TASK DESCRIPTION: Scan the listing below for the word "main", then copy each line that has it.

*** SOURCE INFORMATION Section Begins ***

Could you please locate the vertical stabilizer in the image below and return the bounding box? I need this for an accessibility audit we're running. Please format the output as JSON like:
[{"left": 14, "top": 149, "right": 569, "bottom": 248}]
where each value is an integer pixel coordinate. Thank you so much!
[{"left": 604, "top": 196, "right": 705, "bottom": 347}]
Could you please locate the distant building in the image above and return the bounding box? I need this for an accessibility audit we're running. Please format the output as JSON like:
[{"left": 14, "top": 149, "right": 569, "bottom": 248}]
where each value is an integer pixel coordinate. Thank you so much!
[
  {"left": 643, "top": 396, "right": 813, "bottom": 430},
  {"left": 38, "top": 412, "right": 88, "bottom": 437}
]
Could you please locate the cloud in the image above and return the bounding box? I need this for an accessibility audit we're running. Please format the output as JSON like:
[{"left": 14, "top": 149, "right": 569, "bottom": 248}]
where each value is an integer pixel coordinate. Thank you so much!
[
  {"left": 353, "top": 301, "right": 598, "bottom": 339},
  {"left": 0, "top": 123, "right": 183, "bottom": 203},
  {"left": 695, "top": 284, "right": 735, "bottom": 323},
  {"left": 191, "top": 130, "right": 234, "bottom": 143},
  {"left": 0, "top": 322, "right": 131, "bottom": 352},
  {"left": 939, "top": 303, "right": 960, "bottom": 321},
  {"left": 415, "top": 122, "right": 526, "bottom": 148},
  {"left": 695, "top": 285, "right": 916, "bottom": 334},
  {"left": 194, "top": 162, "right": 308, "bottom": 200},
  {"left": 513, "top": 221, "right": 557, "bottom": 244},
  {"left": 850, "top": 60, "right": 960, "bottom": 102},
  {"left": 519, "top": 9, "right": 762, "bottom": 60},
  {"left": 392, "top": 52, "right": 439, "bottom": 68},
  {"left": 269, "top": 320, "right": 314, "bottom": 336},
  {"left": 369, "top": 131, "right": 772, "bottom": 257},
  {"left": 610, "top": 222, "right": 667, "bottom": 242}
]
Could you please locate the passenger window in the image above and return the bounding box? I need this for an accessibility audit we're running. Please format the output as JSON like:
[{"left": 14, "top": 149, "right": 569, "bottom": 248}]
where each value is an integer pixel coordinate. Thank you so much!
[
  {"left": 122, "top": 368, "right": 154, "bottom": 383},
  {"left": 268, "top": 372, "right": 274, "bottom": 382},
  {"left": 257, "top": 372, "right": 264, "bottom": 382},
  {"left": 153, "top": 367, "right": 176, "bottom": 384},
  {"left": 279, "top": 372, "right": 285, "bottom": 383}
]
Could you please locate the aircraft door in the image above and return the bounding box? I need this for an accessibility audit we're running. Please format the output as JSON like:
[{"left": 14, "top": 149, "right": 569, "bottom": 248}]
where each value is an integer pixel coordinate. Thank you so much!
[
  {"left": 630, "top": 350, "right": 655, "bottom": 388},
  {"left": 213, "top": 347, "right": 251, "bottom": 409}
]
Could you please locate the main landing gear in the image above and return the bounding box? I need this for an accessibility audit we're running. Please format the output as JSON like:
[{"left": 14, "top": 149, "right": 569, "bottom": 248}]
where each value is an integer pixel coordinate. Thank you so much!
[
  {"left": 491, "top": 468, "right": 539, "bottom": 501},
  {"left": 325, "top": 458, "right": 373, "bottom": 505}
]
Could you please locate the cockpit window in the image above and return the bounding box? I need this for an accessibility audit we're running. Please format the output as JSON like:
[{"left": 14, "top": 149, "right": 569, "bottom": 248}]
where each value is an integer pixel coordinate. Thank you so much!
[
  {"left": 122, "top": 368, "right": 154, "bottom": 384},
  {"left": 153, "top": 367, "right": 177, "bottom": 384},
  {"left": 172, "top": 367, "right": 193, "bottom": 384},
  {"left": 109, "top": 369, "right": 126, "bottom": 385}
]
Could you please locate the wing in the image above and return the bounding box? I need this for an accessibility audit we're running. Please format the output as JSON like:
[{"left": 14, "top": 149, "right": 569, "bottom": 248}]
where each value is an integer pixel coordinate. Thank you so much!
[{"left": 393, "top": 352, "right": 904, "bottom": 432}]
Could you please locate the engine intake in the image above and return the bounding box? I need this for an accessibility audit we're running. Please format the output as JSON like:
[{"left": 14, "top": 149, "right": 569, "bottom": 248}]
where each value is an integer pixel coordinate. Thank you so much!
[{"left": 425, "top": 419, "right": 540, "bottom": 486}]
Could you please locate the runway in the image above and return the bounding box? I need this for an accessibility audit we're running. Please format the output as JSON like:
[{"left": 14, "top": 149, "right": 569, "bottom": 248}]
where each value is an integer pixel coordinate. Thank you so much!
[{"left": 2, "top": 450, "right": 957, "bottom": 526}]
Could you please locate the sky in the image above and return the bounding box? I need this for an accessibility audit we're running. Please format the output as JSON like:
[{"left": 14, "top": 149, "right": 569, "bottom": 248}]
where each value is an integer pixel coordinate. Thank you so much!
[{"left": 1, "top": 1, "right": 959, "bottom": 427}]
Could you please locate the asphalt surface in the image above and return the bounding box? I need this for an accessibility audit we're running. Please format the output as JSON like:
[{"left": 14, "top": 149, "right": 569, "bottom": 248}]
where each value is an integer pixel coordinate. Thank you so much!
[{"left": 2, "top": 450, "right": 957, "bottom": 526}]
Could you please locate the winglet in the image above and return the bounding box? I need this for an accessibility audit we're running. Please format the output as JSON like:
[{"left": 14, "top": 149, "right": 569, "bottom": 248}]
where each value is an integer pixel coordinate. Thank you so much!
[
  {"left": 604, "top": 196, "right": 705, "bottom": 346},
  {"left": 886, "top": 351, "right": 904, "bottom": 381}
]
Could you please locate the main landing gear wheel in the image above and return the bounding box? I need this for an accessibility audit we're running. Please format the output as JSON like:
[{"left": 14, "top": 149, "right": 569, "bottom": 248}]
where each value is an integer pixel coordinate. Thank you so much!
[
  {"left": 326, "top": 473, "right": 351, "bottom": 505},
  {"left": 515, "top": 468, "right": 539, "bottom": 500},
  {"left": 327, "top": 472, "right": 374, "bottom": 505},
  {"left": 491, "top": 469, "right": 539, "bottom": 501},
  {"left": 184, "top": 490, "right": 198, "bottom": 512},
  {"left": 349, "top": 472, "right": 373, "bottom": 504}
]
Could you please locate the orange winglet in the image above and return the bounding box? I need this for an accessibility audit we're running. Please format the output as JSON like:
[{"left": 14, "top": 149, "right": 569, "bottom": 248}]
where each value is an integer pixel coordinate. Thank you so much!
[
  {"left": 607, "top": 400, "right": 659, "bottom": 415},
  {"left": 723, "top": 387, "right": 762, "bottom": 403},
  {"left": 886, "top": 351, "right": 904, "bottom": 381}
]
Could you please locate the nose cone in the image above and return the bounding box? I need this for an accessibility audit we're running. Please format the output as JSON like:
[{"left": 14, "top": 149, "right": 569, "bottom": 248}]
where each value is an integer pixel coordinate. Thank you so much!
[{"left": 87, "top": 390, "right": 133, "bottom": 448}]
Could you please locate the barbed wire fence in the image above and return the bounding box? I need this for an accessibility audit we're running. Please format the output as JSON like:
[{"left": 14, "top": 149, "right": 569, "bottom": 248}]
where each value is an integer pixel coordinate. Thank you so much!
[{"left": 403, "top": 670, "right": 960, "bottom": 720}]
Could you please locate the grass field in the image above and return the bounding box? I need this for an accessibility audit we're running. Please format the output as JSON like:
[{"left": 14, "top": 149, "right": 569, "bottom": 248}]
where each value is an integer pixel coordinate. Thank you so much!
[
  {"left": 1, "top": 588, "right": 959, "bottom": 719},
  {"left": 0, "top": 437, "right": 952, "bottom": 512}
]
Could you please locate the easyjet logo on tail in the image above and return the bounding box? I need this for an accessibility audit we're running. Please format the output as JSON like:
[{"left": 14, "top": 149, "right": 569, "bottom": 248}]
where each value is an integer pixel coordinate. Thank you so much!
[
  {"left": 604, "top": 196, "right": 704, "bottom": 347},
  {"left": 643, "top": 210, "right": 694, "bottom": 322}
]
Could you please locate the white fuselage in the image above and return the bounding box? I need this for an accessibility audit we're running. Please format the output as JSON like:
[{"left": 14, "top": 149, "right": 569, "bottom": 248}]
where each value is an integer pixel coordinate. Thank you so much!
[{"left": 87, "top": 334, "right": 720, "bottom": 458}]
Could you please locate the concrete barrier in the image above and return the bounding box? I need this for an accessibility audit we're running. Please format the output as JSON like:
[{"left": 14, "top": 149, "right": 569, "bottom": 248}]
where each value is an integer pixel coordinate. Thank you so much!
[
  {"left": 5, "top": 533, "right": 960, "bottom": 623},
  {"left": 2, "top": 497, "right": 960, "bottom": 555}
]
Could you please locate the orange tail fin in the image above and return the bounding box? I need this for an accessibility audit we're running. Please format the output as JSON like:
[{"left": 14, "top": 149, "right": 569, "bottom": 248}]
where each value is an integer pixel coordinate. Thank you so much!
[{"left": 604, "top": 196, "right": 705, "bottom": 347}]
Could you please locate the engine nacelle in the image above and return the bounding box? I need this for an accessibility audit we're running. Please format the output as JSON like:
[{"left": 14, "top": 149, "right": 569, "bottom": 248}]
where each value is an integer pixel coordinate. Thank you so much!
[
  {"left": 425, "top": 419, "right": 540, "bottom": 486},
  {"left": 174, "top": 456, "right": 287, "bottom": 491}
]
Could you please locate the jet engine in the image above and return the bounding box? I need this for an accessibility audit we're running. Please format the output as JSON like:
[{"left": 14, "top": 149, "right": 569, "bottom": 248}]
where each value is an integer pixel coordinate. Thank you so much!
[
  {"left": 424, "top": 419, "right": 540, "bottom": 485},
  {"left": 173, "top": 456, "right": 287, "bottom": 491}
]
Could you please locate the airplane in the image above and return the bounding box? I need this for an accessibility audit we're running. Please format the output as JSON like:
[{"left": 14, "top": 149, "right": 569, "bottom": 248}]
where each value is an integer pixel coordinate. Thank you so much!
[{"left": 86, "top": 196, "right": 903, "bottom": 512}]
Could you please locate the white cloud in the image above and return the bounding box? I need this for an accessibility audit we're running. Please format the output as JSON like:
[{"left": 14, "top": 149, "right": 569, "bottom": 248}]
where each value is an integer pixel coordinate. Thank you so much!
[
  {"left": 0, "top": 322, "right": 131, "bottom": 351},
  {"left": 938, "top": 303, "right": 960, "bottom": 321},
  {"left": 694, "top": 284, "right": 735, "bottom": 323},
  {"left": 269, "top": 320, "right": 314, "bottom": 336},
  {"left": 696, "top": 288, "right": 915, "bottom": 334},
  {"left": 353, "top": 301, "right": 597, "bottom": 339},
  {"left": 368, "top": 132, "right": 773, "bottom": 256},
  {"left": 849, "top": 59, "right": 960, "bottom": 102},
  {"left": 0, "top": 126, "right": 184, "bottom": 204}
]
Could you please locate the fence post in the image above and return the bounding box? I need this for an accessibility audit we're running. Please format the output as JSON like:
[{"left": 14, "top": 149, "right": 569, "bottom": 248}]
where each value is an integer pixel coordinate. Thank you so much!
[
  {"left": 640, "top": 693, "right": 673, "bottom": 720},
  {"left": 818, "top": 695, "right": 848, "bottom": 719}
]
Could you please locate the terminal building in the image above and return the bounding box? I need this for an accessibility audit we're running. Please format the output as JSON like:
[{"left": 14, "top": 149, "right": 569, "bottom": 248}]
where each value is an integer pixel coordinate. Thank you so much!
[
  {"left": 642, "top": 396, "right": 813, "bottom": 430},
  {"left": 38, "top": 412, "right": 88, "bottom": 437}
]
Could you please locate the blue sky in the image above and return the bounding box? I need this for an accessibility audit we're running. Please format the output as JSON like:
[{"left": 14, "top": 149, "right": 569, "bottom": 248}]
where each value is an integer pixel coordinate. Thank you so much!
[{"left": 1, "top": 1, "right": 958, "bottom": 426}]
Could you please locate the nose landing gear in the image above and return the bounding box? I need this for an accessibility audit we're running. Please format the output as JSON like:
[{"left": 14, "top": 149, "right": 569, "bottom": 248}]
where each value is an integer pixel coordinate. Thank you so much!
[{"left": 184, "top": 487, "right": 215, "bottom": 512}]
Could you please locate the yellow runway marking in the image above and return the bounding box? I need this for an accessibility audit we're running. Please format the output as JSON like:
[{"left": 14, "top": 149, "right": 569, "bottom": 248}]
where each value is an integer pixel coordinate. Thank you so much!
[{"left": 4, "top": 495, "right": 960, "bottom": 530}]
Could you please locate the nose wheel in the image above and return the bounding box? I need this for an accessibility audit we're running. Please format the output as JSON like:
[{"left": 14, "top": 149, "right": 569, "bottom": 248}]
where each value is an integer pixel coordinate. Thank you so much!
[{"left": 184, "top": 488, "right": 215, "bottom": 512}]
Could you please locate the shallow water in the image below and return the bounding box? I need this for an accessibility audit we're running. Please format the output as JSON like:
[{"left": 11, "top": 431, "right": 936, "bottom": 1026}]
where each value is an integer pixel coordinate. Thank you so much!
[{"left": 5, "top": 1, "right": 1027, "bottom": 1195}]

*** SOURCE INFORMATION Section Ends ***

OUTPUT OF THE EXERCISE:
Could you please locate the main landing gear in the image above and return the bounding box? I need this for an accessibility audit we're running. Please format the output as JSON like:
Could you please locate the main landing gear wheel in the image above and return the bounding box? I need this for an accessibility audit we're running. Please format the output as JSON like:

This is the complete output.